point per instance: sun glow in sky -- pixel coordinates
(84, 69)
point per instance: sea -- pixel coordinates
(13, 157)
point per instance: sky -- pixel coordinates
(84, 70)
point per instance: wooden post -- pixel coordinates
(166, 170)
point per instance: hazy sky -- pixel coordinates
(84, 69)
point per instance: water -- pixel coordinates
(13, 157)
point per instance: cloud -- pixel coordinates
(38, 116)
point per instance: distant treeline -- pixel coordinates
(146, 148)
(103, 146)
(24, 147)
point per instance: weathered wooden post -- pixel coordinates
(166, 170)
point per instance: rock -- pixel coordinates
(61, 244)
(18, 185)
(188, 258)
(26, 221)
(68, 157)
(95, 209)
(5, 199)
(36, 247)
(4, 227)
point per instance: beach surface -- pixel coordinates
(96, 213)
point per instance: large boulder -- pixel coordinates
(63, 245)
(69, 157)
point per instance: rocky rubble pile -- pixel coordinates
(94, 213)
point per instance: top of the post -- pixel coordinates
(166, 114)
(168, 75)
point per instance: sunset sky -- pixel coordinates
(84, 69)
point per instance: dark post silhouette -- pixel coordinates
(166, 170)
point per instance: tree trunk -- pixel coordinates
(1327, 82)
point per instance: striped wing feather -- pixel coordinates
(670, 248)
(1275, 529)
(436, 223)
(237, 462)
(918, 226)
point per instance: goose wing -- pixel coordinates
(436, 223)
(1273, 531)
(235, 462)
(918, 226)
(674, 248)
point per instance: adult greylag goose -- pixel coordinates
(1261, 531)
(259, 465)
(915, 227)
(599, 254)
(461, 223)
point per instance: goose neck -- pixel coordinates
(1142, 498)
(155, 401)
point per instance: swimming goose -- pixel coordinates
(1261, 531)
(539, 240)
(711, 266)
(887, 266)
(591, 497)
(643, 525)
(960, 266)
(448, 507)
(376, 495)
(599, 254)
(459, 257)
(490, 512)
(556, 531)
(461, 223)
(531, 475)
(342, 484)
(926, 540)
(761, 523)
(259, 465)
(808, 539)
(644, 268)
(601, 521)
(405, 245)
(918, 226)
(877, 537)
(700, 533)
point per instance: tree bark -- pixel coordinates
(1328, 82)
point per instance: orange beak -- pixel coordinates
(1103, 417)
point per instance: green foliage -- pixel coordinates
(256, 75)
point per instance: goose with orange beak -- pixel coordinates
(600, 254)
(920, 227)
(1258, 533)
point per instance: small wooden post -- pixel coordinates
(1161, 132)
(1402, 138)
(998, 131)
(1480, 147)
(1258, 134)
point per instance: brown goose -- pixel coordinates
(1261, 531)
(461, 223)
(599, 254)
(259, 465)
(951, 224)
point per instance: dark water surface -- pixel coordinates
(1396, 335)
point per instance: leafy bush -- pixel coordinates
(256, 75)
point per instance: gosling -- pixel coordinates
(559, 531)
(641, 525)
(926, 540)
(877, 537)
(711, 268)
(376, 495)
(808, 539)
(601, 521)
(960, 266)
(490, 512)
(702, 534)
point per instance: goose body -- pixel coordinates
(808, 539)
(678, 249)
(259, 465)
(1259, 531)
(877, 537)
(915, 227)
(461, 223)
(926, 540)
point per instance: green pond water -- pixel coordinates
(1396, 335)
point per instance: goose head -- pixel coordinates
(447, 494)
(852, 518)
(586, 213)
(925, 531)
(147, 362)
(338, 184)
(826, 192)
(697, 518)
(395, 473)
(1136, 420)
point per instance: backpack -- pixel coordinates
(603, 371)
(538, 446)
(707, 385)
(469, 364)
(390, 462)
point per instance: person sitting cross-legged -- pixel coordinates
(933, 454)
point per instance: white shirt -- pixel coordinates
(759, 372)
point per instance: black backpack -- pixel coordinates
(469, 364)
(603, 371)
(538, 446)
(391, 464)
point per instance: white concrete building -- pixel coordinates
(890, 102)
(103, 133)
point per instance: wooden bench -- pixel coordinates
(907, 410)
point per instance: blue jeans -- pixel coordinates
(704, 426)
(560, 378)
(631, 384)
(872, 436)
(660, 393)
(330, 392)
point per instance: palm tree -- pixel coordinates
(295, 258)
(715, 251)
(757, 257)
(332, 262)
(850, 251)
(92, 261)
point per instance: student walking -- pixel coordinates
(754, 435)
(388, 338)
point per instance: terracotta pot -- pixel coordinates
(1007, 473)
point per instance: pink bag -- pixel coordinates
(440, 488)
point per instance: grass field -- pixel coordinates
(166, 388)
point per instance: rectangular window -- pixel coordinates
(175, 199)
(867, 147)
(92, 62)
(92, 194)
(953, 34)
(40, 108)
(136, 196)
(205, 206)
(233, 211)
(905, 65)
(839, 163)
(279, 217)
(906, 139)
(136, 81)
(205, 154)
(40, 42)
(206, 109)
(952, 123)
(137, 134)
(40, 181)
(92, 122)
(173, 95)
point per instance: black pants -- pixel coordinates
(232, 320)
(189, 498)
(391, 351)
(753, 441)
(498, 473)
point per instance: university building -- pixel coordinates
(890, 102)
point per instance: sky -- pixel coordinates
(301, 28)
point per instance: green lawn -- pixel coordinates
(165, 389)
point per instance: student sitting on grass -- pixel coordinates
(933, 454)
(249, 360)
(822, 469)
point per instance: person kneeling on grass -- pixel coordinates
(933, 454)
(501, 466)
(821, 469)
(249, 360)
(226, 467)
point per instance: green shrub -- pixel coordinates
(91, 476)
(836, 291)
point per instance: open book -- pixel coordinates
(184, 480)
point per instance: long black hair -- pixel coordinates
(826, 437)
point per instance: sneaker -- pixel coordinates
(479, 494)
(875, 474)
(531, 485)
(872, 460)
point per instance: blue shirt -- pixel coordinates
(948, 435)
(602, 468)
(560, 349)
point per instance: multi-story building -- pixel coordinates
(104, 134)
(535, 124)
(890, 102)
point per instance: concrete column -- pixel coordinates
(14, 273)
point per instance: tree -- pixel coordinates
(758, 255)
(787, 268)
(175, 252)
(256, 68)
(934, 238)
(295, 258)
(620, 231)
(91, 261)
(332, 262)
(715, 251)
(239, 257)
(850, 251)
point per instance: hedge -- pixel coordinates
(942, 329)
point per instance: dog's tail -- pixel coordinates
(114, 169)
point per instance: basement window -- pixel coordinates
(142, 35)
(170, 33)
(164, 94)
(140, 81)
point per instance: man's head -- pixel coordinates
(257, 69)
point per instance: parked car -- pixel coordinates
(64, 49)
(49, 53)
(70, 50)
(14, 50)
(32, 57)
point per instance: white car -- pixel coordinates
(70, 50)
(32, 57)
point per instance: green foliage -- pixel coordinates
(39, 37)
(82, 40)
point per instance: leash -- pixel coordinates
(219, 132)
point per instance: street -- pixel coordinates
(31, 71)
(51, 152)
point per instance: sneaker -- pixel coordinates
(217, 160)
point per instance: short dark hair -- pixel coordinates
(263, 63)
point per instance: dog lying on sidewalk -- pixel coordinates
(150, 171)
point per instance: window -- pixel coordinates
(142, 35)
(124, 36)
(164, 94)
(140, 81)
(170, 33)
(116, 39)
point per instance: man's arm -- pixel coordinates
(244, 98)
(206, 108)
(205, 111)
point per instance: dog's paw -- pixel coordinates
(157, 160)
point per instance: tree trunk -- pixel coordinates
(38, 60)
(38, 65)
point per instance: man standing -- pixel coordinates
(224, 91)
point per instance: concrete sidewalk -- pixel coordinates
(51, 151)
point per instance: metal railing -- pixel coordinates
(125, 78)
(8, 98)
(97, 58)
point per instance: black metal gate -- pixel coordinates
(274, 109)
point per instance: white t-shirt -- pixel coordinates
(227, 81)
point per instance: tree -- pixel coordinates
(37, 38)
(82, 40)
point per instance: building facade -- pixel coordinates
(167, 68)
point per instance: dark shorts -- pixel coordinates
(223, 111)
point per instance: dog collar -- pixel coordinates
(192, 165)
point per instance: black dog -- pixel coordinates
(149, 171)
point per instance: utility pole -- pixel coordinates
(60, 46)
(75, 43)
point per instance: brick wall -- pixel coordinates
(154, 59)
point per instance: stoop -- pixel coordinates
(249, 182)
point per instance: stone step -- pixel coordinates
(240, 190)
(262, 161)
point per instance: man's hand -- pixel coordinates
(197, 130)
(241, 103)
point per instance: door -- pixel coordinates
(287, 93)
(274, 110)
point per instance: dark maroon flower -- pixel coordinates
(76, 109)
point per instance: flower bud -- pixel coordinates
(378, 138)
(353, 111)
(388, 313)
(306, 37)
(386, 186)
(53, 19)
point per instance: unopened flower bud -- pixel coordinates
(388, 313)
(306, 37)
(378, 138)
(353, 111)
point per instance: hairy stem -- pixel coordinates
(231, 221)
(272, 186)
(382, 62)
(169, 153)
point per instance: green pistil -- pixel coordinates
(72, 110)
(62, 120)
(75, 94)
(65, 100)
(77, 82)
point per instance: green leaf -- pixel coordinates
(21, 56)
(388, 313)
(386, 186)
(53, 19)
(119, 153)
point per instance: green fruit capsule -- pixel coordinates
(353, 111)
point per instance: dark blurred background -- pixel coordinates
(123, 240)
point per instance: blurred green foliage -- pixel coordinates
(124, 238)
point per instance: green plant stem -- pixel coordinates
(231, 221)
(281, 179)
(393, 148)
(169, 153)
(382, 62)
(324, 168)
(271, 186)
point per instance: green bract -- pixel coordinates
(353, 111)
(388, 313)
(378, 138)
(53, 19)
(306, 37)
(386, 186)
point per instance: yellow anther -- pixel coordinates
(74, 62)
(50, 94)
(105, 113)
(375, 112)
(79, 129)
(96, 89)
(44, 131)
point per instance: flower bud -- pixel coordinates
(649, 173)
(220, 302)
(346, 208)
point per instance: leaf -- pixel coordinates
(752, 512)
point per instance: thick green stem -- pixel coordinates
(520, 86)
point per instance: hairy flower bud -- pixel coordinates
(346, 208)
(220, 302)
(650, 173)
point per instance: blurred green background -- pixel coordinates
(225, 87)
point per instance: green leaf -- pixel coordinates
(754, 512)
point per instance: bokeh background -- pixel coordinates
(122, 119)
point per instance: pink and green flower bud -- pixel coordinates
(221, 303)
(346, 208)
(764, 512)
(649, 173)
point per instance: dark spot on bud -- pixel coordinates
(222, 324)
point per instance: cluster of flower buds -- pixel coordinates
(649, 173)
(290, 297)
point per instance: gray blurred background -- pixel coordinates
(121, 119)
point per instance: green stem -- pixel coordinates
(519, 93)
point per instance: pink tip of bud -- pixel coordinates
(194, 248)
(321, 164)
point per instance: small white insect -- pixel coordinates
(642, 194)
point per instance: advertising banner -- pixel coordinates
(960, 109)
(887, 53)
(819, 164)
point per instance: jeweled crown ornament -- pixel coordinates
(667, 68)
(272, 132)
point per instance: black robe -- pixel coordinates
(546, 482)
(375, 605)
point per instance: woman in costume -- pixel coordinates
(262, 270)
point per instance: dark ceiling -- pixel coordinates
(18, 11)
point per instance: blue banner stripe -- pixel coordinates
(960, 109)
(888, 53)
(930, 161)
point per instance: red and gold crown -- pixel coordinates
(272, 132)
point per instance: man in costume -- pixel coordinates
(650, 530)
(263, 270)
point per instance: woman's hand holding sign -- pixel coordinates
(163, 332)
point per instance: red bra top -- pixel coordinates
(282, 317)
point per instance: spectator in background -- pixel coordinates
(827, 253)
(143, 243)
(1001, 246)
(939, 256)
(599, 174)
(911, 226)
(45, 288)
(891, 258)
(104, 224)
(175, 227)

• [JOB]:
Starting with the line containing "point per instance: goose wing" and going on through the line containing "(1103, 417)", arrange the entries as a two-column CSV with the headers text and answer, one row per entry. Put each entry's text and its answer in one quoted field apiece, with line breaks turned into spaces.

• [WRITTEN RESPONSE]:
text,answer
"point per instance: goose wing -- pixel coordinates","(436, 223) (1273, 531) (235, 462) (918, 226) (674, 248)"
"point per instance: adult greylag goose -- pixel coordinates","(1261, 531) (259, 465) (915, 227) (599, 254) (461, 223)"
"point per instance: goose neck -- pixel coordinates","(1142, 498) (155, 401)"
"point per instance: swimming goose -- pixel coordinates","(1261, 531) (539, 240) (711, 266) (887, 266) (591, 497) (643, 525) (960, 266) (448, 507) (376, 495) (599, 254) (459, 257) (490, 512) (556, 531) (461, 223) (531, 475) (342, 484) (926, 540) (761, 523) (259, 465) (808, 539) (644, 268) (601, 521) (405, 245) (918, 226) (877, 537) (700, 533)"
"point per instance: tree bark -- pixel coordinates","(1328, 82)"
"point per instance: orange beak -- pixel coordinates","(1103, 417)"